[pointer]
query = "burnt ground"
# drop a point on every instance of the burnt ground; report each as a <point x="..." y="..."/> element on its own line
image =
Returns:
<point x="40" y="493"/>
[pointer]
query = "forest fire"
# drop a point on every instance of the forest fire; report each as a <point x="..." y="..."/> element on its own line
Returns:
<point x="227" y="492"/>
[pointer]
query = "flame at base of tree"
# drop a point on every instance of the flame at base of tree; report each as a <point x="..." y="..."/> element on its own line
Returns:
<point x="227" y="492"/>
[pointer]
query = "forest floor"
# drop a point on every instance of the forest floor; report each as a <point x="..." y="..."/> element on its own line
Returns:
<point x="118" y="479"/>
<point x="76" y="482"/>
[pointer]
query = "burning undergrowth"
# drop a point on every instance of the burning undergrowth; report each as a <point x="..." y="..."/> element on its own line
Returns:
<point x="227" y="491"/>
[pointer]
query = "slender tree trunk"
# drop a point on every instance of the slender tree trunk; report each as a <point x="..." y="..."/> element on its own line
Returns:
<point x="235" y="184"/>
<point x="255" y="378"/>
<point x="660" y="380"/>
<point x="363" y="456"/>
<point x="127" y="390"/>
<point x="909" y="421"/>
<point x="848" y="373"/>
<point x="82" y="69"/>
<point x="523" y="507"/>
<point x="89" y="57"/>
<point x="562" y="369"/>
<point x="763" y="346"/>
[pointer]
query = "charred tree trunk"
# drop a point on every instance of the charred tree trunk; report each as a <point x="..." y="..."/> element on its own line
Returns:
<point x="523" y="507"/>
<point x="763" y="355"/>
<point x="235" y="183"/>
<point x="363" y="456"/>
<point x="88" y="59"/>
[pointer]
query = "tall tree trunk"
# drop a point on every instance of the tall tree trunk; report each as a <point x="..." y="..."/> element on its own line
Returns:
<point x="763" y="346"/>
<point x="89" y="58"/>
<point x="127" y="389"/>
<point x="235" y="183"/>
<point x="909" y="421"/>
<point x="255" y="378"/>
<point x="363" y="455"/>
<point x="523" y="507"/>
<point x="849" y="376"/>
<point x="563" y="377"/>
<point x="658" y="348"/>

- _TASK GOAL_
Find each line in the entries above that contains the word "burnt", and copy those lines in full.

- _SOLUTION BELOW_
query = "burnt ground"
# drop a point on every instance of the burnt ground; report each as a <point x="..." y="..."/> element on its own line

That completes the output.